*The request*. Starting at the line containing "Task: If you could identify the tree" and stopping after the line containing "point(213, 25)", rewrite those lines with "horizon" changed to "shoreline" and everything else left as it is.

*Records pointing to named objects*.
★ ★ ★ ★

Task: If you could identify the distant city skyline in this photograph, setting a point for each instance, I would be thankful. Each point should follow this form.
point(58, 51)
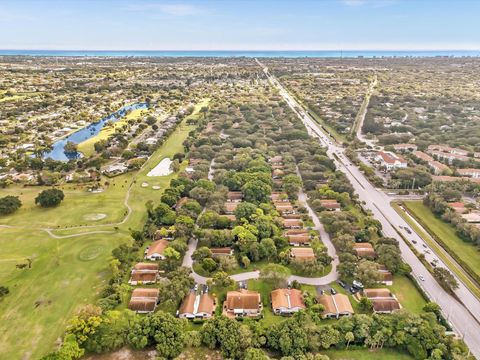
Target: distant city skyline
point(239, 25)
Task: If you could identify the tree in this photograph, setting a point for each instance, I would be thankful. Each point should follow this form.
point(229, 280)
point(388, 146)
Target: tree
point(70, 147)
point(349, 337)
point(445, 279)
point(49, 198)
point(255, 354)
point(275, 274)
point(367, 273)
point(9, 204)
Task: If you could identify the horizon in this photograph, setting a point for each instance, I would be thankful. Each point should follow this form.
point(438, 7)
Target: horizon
point(213, 25)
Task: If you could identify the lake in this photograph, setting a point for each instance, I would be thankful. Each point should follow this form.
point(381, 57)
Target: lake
point(83, 134)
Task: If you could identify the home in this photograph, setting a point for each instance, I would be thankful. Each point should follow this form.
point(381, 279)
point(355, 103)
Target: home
point(218, 252)
point(298, 237)
point(330, 205)
point(473, 173)
point(234, 196)
point(335, 305)
point(405, 147)
point(230, 207)
point(287, 301)
point(386, 276)
point(197, 306)
point(390, 160)
point(276, 160)
point(155, 250)
point(144, 273)
point(143, 300)
point(292, 223)
point(279, 197)
point(242, 303)
point(364, 250)
point(284, 208)
point(302, 254)
point(383, 301)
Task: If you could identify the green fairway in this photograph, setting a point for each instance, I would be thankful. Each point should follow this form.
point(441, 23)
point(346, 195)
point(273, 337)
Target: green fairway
point(366, 354)
point(447, 238)
point(68, 271)
point(65, 273)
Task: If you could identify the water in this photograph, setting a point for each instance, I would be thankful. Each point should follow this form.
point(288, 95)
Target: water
point(58, 151)
point(250, 54)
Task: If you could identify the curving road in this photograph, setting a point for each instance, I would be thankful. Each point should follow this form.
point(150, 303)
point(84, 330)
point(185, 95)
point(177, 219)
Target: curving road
point(464, 316)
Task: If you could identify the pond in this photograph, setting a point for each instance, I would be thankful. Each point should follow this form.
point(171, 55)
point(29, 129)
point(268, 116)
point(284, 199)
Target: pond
point(83, 134)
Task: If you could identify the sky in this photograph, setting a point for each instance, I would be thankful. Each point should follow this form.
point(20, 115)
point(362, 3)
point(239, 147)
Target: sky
point(240, 24)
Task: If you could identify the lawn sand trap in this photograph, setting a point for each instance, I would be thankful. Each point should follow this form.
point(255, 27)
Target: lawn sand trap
point(162, 169)
point(94, 217)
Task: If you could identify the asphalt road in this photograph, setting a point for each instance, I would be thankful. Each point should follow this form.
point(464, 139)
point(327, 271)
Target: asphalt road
point(463, 317)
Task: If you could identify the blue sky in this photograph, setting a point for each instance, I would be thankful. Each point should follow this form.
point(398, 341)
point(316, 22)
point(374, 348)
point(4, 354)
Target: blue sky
point(240, 24)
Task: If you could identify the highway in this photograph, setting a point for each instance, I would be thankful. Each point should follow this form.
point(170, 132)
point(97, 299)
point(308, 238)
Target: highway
point(463, 317)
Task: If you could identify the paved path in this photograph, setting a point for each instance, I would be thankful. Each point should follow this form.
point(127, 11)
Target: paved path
point(463, 316)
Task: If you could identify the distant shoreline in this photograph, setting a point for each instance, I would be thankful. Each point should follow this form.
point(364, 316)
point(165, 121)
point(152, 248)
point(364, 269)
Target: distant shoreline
point(246, 53)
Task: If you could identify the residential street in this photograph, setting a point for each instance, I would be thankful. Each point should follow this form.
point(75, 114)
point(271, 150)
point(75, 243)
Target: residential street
point(464, 318)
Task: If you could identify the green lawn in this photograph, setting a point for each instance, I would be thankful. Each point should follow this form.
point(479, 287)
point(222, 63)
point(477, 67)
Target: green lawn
point(67, 272)
point(407, 294)
point(87, 148)
point(452, 243)
point(366, 354)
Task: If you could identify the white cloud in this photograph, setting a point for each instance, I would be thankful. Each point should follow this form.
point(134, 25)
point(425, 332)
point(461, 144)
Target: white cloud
point(174, 9)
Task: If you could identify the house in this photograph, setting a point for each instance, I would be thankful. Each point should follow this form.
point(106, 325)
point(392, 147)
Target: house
point(197, 306)
point(390, 160)
point(230, 207)
point(298, 237)
point(276, 160)
point(284, 208)
point(144, 273)
point(279, 197)
point(242, 303)
point(330, 205)
point(383, 301)
point(473, 173)
point(287, 301)
point(155, 250)
point(292, 223)
point(218, 252)
point(386, 276)
point(364, 250)
point(405, 147)
point(302, 254)
point(234, 196)
point(335, 305)
point(143, 300)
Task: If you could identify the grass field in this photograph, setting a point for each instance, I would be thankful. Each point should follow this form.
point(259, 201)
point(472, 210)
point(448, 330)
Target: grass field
point(453, 244)
point(86, 147)
point(67, 272)
point(407, 294)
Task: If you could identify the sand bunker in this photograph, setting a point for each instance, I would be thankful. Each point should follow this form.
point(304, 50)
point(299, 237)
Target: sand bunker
point(162, 169)
point(94, 217)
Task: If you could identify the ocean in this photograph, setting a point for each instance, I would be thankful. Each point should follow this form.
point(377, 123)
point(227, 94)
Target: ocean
point(249, 54)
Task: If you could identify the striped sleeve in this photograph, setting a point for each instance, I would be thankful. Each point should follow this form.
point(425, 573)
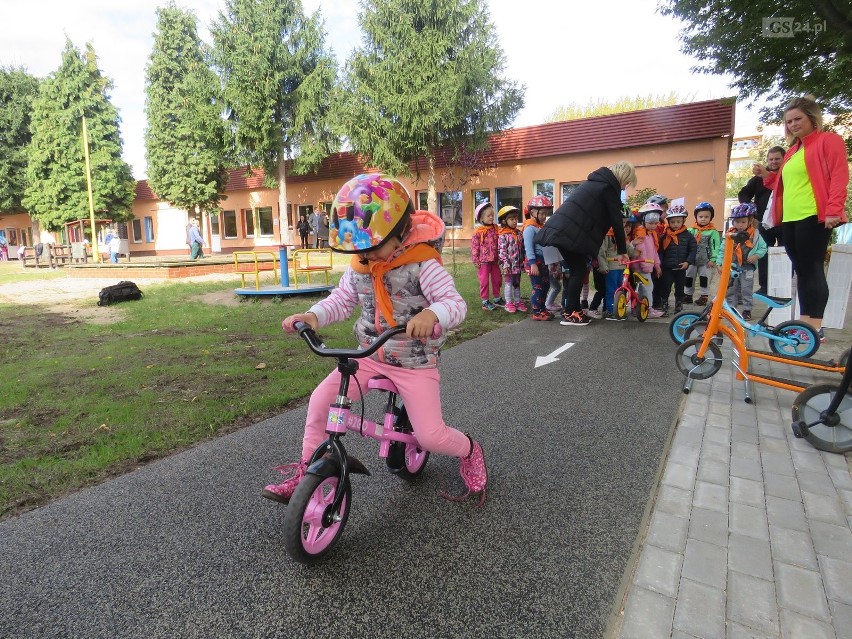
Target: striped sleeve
point(339, 304)
point(444, 300)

★ ★ ★ ★

*Final result*.
Task: If you could identify the tree in this photograph, setting a point for each instance, I would be thankful. Each point should follow this form.
point(229, 280)
point(388, 146)
Target: tree
point(70, 147)
point(349, 337)
point(445, 279)
point(49, 198)
point(255, 354)
point(275, 274)
point(367, 273)
point(9, 204)
Task: If you could identify the shoreline in this photograph, setting a point for each instance, I would be thankful. Each point should follow this form.
point(438, 7)
Target: shoreline
point(213, 25)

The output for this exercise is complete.